_Written request 1_
According to the passage on Christiana Carteaux Bannister, in which two states did she run hair salons?

During Black history month in grade school, you might have learned about Black beauty pioneer Madam C.J. Walker, who made millions from her haircare products for Black women. But she was not the only beauty entrepreneur to pave the way for Black women working today. Before Walker became a haircare millionairess, and even before Annie Turnbo Malone’s “Wonderful Hair Grower" also brought her substantial wealth, there was Christiana Carteaux Bannister.
You may have heard of her second husband, Edward Mitchell Bannister, who, after working for Christiana, became an acclaimed artist. But Christiana’s story is often overlooked. Over the course of her life, she ran multiple hair salons in Massachusetts and Rhode Island and leveraged her success to not only support her husband's art career, but also to uplift the Black community around her.
"Her role as a philanthropist and aiding the abolitionist cause is important, and [that] shouldn’t be understated. But her role as a business entrepreneur, a woman of color staking out a successful business career —even if that were in one place, that would extraordinary,” Peter Drummey, librarian for the Massachusetts Historical Society, tells Bustle.
But while her husband's artistic output is widely celebrated, few records of her life remain. “Her life has this arc of achievement that does very well for a while and then fades into obscurity,” Jane Lancaster, faculty fellow in the Center for the Study of Slavery and Justice at Brown University, tells Bustle. She was born Christiana Babcock in Rhode Island sometime between 1819 and 1820, and her parents were of Black and Native American ancestry, Lancaster wrote in a 2001 piece for the Rhode Island Historical Society. She got into hairdressing through family connections: Her brother, Charles, married Cecelia Remond, a hairdresser and member of a prominent family in Salem, Massachusetts. This in-law relationship was critical to Christiana learning the hairdressing trade and gaining connections among upper-class African Americans, Lancaster reported.

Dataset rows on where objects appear
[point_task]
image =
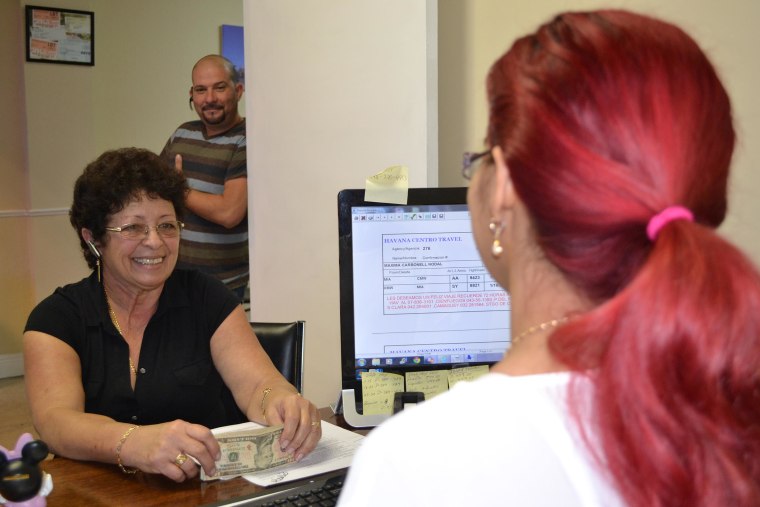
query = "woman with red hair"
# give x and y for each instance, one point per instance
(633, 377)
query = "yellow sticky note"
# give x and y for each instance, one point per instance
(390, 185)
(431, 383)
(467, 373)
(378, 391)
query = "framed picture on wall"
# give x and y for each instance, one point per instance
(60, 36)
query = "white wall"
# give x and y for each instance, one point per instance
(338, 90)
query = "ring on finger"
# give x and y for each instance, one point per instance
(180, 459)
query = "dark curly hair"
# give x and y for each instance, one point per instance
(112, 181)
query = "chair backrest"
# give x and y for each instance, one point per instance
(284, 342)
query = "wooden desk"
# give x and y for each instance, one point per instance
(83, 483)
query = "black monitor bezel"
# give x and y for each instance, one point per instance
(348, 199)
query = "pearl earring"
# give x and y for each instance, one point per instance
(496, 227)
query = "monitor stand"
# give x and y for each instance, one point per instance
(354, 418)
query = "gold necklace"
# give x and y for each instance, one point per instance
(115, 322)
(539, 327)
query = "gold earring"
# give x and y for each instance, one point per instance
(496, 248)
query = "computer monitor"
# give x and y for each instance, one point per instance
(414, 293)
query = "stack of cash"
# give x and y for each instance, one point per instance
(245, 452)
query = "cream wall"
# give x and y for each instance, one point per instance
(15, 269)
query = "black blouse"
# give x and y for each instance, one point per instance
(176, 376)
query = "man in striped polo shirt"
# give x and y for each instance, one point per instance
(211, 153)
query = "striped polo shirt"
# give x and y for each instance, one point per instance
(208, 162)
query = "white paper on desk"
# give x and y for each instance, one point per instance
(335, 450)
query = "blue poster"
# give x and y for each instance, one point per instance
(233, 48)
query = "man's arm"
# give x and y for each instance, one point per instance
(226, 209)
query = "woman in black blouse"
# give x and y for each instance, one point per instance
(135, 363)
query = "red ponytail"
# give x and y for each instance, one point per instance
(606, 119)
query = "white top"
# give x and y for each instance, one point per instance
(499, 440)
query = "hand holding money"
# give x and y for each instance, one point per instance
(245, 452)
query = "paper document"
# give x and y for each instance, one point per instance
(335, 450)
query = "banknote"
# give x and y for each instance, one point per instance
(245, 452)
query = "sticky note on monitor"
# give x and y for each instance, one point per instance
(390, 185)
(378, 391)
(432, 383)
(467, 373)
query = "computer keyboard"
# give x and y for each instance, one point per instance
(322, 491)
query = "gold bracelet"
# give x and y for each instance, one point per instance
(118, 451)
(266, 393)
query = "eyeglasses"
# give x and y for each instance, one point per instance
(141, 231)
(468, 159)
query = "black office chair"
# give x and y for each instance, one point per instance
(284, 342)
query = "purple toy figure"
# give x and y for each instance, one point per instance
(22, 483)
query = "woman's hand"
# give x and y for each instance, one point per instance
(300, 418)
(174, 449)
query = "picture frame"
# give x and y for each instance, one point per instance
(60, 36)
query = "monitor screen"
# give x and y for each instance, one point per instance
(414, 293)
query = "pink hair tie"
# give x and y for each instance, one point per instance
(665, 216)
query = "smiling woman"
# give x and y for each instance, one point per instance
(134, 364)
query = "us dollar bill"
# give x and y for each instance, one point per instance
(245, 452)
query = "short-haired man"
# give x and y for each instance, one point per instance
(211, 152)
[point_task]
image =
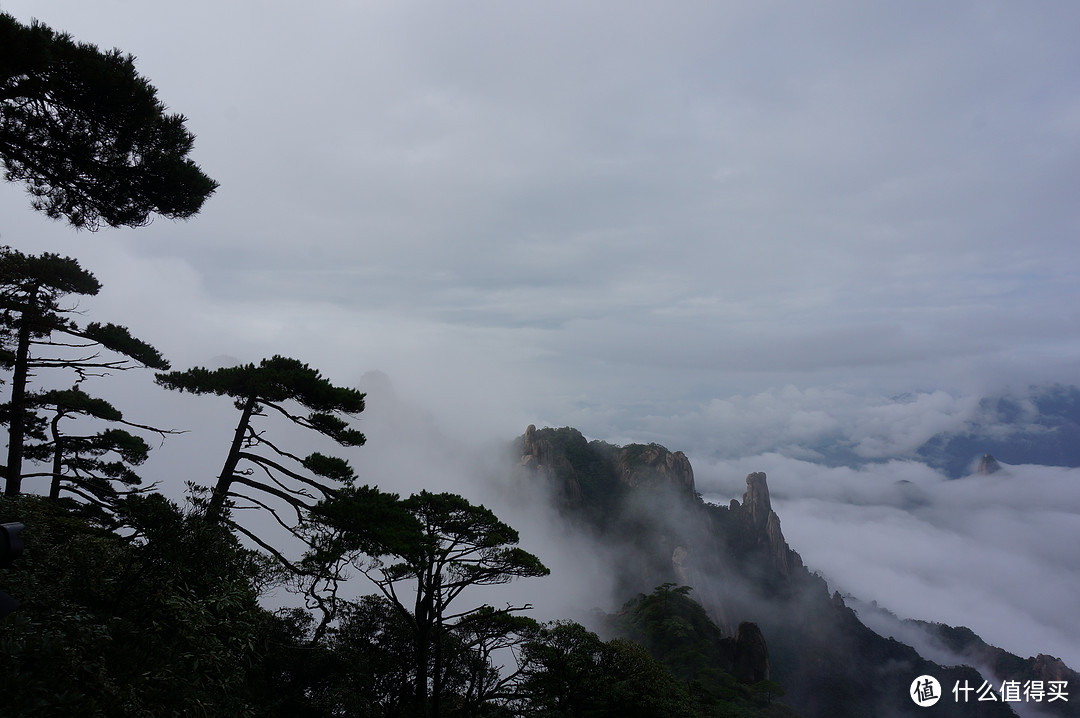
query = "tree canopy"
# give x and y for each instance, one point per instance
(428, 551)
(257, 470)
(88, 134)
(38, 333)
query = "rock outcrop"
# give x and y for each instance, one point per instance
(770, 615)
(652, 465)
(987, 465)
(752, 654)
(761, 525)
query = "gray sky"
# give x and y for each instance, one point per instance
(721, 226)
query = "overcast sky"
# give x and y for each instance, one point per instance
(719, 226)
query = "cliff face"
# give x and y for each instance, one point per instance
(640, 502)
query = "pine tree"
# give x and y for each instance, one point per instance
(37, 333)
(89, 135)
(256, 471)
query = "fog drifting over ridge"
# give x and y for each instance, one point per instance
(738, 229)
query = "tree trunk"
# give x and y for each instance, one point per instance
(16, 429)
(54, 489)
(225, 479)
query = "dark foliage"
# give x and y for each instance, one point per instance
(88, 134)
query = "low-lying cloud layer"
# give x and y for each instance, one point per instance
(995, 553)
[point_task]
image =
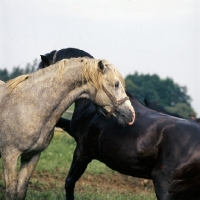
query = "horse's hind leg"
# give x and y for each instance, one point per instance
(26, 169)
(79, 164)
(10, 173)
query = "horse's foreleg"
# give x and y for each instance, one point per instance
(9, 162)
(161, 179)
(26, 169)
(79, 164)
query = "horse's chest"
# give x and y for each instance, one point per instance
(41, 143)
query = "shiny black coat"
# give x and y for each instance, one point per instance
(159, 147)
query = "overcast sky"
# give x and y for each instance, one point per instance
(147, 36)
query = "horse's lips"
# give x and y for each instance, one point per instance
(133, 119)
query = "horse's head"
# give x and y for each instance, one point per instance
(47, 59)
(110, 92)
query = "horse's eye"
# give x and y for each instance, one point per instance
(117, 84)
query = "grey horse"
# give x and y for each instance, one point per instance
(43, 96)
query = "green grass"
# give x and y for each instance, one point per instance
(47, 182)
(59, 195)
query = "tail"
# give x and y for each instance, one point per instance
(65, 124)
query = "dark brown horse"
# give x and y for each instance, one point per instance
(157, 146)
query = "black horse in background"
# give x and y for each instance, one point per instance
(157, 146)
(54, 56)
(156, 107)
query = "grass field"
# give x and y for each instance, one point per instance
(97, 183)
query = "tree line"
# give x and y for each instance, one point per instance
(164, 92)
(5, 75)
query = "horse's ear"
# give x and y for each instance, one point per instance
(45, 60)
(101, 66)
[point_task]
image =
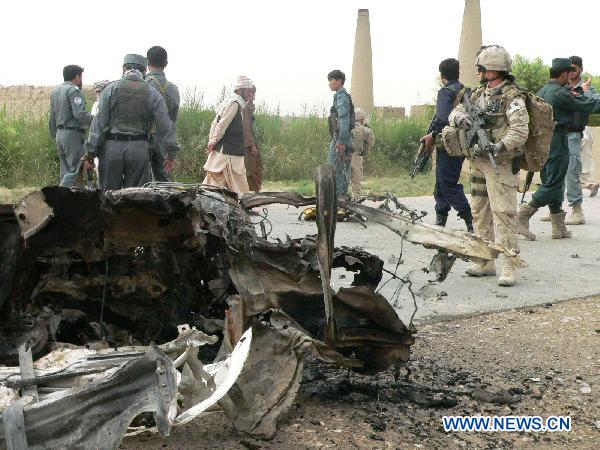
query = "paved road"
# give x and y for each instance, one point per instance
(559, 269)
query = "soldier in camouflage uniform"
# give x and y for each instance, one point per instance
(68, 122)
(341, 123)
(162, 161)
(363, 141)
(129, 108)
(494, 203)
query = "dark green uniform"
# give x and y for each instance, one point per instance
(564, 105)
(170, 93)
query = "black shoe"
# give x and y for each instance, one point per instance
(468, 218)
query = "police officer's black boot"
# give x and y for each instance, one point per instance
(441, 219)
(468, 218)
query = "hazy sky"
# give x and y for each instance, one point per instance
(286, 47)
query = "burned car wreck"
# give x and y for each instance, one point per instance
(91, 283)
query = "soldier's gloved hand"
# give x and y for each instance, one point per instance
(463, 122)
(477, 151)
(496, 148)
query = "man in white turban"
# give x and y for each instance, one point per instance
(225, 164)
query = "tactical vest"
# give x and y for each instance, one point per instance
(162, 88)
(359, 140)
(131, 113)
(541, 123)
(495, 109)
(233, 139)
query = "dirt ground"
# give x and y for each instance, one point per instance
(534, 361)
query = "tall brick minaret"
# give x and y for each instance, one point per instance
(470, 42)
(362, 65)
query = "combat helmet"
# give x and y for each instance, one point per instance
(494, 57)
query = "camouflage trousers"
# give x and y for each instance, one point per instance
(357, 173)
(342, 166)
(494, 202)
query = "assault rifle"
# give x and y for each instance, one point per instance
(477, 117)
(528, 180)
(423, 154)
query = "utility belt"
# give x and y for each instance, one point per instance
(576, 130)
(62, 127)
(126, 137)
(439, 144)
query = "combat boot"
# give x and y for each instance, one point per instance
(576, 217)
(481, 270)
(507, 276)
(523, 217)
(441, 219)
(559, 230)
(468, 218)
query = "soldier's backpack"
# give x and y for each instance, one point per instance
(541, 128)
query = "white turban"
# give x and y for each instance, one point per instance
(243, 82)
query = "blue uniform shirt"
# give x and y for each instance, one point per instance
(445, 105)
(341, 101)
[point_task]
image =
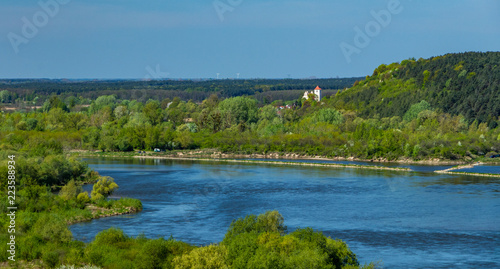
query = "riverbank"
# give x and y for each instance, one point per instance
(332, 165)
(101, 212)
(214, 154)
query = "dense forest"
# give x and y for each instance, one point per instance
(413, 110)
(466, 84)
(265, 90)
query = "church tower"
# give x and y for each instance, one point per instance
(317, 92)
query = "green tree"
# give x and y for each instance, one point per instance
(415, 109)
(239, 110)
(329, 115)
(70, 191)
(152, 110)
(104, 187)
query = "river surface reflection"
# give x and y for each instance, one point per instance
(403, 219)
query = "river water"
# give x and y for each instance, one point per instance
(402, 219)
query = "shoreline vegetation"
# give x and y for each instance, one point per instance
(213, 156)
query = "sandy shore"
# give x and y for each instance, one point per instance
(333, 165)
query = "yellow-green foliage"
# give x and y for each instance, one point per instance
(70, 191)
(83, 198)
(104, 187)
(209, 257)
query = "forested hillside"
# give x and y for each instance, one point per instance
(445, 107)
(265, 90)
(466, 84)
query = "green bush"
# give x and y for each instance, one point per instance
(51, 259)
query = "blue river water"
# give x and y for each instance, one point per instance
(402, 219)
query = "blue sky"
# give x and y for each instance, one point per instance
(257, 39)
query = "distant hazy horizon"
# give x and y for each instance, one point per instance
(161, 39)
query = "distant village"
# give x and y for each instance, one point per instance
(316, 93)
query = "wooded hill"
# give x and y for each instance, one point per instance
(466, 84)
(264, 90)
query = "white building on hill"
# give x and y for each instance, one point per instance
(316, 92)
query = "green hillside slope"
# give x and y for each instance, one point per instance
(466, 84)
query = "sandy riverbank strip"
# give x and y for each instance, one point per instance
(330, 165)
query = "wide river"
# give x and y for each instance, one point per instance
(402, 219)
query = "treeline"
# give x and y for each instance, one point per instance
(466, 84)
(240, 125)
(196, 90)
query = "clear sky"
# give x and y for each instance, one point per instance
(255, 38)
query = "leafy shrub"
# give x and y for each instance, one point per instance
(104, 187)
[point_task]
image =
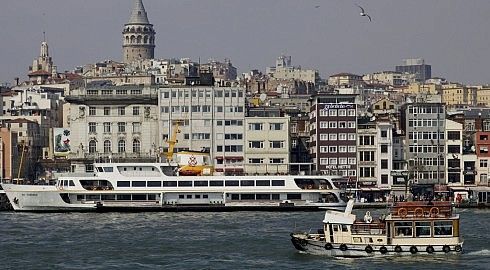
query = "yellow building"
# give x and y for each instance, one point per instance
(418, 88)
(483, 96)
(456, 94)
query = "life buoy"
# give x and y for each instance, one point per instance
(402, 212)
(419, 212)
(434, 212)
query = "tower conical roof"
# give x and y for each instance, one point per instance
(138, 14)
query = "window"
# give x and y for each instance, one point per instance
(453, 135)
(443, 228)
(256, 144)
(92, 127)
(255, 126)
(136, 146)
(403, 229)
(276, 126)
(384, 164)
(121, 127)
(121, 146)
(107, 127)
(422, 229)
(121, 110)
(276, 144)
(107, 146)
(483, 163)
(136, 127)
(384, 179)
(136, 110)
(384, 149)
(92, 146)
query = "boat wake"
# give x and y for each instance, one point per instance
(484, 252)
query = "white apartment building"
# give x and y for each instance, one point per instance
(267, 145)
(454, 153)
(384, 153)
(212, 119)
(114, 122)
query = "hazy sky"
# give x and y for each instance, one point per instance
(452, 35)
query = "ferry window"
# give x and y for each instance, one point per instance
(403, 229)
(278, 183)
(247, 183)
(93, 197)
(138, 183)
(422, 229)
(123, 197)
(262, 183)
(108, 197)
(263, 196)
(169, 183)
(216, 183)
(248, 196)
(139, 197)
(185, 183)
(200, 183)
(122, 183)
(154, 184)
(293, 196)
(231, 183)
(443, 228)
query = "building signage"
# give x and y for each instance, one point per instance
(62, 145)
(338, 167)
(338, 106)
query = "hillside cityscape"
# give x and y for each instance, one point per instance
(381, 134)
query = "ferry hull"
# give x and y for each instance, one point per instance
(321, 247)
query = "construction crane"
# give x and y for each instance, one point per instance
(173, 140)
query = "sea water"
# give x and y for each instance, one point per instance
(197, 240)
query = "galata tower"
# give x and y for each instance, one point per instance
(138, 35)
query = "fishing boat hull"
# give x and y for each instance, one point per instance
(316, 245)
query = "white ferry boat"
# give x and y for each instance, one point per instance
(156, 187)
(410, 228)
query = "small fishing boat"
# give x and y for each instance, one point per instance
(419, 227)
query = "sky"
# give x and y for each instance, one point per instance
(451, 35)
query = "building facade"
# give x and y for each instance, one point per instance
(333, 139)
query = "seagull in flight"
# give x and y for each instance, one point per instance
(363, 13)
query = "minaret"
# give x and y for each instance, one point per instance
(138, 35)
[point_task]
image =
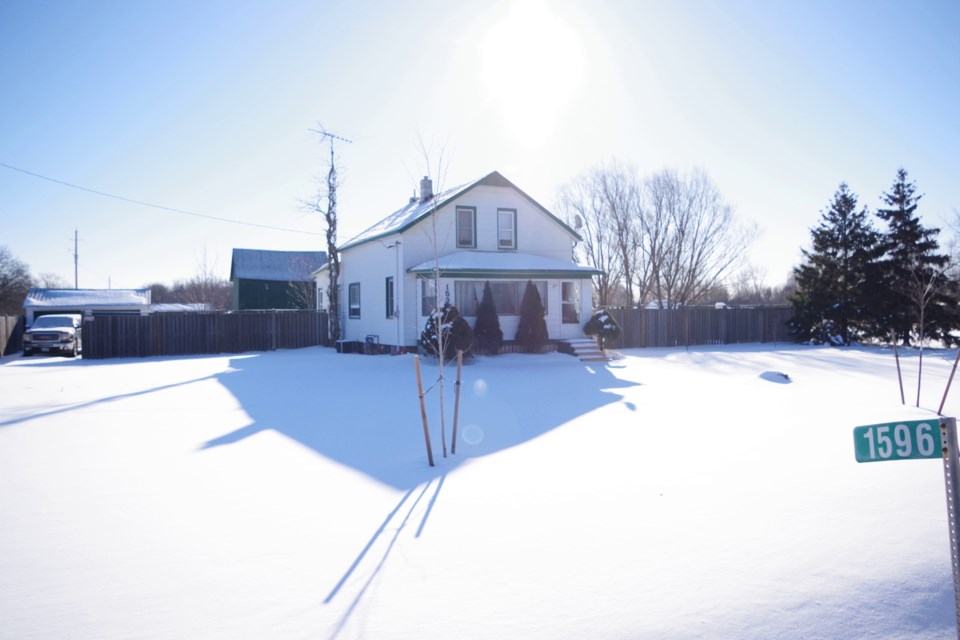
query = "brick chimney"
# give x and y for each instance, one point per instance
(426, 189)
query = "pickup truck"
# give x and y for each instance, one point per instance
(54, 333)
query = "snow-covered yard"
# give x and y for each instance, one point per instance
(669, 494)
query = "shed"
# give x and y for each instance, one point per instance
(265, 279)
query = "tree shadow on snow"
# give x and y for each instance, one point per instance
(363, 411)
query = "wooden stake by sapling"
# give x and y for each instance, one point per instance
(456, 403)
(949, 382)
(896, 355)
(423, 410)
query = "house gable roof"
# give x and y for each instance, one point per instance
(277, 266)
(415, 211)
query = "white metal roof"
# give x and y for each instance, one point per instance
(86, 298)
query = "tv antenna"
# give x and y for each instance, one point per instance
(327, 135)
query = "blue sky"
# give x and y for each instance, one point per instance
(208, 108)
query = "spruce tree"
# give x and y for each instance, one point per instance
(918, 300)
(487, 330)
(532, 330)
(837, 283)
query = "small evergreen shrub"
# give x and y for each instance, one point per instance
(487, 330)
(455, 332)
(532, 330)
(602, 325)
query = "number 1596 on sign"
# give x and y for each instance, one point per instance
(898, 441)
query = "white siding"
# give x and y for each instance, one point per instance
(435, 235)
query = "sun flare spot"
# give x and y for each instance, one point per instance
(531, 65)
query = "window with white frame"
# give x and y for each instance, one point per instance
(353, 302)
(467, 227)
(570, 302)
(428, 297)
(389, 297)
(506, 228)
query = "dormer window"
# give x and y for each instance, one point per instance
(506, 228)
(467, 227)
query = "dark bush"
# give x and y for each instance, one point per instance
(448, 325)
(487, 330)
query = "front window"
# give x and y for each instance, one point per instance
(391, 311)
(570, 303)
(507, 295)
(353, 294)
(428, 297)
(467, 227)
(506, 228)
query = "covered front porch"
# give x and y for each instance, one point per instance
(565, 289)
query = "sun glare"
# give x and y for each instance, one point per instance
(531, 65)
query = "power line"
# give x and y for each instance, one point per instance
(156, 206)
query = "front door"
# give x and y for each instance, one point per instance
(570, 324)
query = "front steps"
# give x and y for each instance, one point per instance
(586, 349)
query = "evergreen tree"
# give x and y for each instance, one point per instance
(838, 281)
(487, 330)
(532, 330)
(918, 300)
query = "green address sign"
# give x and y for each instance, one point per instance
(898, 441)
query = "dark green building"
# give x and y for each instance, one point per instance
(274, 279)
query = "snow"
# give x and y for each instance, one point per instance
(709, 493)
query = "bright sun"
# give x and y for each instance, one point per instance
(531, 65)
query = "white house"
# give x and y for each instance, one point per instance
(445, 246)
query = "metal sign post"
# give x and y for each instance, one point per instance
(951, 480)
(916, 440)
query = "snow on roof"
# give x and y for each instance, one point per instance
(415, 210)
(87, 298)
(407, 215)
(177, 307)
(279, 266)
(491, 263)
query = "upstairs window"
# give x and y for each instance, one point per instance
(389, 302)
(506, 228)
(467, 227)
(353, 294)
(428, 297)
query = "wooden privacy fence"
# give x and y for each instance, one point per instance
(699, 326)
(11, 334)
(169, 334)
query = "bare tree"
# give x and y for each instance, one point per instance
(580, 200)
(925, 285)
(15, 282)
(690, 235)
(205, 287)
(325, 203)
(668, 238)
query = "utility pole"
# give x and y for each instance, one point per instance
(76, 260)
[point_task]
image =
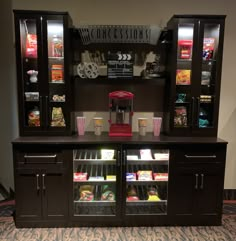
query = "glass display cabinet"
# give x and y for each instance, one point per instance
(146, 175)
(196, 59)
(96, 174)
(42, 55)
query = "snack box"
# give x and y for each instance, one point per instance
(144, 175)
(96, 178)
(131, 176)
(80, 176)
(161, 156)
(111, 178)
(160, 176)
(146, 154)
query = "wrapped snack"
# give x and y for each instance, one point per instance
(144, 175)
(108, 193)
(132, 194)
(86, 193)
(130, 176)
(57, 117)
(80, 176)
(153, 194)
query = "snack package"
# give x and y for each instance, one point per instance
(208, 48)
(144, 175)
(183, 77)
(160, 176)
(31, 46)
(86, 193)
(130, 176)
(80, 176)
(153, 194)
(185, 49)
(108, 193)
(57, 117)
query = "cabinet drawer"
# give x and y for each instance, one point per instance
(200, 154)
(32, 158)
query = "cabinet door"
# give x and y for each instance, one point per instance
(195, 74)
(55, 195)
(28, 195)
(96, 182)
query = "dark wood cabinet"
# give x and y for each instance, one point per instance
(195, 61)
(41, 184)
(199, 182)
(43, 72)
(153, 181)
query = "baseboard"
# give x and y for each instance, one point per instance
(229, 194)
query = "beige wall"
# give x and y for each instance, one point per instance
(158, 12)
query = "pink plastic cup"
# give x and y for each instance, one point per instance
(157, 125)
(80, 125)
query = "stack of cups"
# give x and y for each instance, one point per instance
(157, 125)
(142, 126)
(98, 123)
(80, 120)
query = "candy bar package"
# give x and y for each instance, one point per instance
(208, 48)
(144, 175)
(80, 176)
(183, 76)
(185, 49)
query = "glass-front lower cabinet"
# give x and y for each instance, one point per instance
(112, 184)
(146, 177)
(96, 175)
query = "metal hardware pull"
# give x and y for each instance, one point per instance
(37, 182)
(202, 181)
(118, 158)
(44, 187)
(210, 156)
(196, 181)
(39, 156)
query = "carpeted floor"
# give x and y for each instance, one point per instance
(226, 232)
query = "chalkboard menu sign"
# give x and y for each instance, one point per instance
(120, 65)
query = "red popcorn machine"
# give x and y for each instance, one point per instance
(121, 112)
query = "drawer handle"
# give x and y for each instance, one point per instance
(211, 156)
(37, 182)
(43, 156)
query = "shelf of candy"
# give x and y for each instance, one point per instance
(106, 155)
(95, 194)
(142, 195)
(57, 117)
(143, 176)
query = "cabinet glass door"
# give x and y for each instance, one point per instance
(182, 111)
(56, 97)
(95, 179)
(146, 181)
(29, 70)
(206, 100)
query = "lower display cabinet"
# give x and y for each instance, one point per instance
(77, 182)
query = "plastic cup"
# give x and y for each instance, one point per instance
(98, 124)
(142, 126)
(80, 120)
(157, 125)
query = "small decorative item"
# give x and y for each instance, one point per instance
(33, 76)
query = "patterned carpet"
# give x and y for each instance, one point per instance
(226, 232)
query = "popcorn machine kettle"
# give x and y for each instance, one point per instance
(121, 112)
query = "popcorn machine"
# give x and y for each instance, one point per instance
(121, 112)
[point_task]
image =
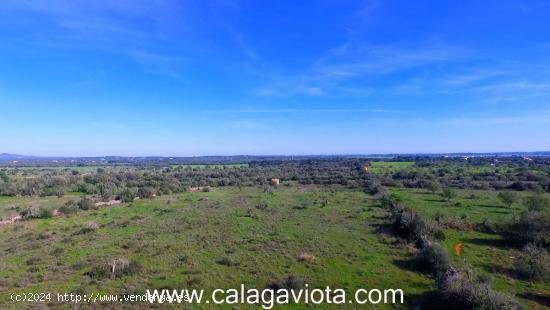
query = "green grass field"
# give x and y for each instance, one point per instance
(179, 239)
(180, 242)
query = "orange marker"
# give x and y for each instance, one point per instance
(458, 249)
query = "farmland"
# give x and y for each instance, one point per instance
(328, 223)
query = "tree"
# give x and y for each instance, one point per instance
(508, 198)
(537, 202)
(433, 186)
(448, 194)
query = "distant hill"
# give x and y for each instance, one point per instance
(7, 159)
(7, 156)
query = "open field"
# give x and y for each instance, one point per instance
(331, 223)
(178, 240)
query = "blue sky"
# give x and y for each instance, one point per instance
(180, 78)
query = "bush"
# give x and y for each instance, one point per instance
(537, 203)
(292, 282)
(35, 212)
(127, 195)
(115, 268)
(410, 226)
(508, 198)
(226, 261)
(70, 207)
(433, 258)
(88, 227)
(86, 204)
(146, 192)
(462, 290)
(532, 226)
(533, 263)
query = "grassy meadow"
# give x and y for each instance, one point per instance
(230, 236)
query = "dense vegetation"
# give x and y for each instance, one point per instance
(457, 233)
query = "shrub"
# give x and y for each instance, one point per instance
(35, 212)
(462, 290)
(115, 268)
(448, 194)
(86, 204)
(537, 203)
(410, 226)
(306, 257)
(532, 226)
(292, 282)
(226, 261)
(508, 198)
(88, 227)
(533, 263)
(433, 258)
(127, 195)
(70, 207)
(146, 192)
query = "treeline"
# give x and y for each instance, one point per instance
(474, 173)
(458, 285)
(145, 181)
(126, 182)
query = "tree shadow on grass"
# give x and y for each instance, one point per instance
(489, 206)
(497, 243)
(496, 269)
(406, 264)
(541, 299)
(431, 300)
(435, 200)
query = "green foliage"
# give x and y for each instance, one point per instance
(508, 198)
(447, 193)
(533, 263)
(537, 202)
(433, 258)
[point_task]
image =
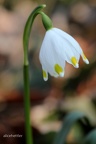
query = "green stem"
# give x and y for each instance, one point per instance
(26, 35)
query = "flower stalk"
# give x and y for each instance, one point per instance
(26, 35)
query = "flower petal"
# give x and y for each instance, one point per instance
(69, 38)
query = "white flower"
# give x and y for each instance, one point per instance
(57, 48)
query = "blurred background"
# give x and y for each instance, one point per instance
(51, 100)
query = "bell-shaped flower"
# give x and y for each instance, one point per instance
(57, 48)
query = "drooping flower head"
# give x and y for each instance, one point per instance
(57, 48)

_Written request 2_
How many lines of the records contain the string "covered"? Reply with only the number, and treat case as significant.

_Exercise answer 1_
Massachusetts and Rhode Island.

_Exercise answer 2_
2